Task prompt: Reproduce word for word the passage of the article on Arsenal's injuries, starting with "Manager believes players" and going on through "of the club.".

Exercise text:
• • • • •

Arsene Wenger suggests supplements may be a factor in Arsenal’s injury crisis

Manager believes players self-medicating with legal supplements can result in problems

Aaron Ramsey: back in Arsenal’s squad for the trip to face top-four rivals Everton at Goodison Park. Photo: David Davies/PA

Aaron Ramsey: back in Arsenal’s squad for the trip to face top-four rivals Everton at Goodison Park. Photo: David Davies/PA

 


Arsene Wenger has suggested that Arsenal’s injury problems might be related to his players taking legal supplements to enhance aspects of their lifestyle and performance without the knowledge of the club.

The manager revealed last month that he had ordered an investigation into the club’s training methods and medical procedures in an effort to establish whether they could have avoided their latest injury crisis.

The absence of the attacking midfielders Aaron Ramsey, Theo Walcott, Mesut Ozil and Jack Wilshere has hit them hard while the defender Laurent Koscielny has also been out with a muscle strain.

Arsenal’s title challenge appears to have been overtaken by the more familiar battle to finish in the top-four and tomorrow’s trip to fifth-placed Everton has assumed tremendous importance.

• • • • •

Exercise data:
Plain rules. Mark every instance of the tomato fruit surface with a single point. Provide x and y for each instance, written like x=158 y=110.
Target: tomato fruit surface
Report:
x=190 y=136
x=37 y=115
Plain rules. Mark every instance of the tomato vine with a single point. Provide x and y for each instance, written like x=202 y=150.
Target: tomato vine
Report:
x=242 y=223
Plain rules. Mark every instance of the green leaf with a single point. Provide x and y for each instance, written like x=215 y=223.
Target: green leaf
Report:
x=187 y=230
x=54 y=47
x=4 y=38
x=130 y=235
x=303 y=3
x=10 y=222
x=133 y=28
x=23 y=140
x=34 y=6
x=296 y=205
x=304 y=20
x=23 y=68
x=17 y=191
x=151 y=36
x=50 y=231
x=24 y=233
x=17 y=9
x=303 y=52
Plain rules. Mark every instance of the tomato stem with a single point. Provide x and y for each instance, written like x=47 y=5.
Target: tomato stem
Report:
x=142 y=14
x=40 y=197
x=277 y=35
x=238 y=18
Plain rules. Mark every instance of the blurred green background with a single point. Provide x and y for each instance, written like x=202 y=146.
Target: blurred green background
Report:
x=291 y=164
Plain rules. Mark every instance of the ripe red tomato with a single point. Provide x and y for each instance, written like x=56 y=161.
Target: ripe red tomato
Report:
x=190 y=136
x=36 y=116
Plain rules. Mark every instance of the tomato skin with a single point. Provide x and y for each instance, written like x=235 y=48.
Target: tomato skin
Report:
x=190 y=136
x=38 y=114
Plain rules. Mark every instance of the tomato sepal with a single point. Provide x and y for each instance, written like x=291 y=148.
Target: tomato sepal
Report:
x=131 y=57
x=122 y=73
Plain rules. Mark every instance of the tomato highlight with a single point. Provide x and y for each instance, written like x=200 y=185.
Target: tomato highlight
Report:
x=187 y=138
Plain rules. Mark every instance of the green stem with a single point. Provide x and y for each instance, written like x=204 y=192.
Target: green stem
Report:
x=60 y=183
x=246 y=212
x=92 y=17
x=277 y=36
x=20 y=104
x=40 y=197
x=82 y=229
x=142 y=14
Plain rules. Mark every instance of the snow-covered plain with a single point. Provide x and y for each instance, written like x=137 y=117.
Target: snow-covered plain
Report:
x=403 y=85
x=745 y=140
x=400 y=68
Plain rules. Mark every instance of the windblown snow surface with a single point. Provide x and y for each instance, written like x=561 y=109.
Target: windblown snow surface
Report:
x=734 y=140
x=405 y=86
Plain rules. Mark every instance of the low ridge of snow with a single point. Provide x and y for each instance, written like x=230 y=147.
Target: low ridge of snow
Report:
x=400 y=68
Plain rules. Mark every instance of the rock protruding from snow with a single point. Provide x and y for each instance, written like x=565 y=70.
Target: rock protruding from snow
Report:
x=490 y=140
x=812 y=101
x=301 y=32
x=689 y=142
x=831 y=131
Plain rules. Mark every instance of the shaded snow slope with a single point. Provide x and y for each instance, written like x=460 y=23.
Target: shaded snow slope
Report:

• • • • •

Solution to this task:
Manager believes players self-medicating with legal supplements can result in problems

Aaron Ramsey: back in Arsenal’s squad for the trip to face top-four rivals Everton at Goodison Park. Photo: David Davies/PA

Aaron Ramsey: back in Arsenal’s squad for the trip to face top-four rivals Everton at Goodison Park. Photo: David Davies/PA

 


Arsene Wenger has suggested that Arsenal’s injury problems might be related to his players taking legal supplements to enhance aspects of their lifestyle and performance without the knowledge of the club.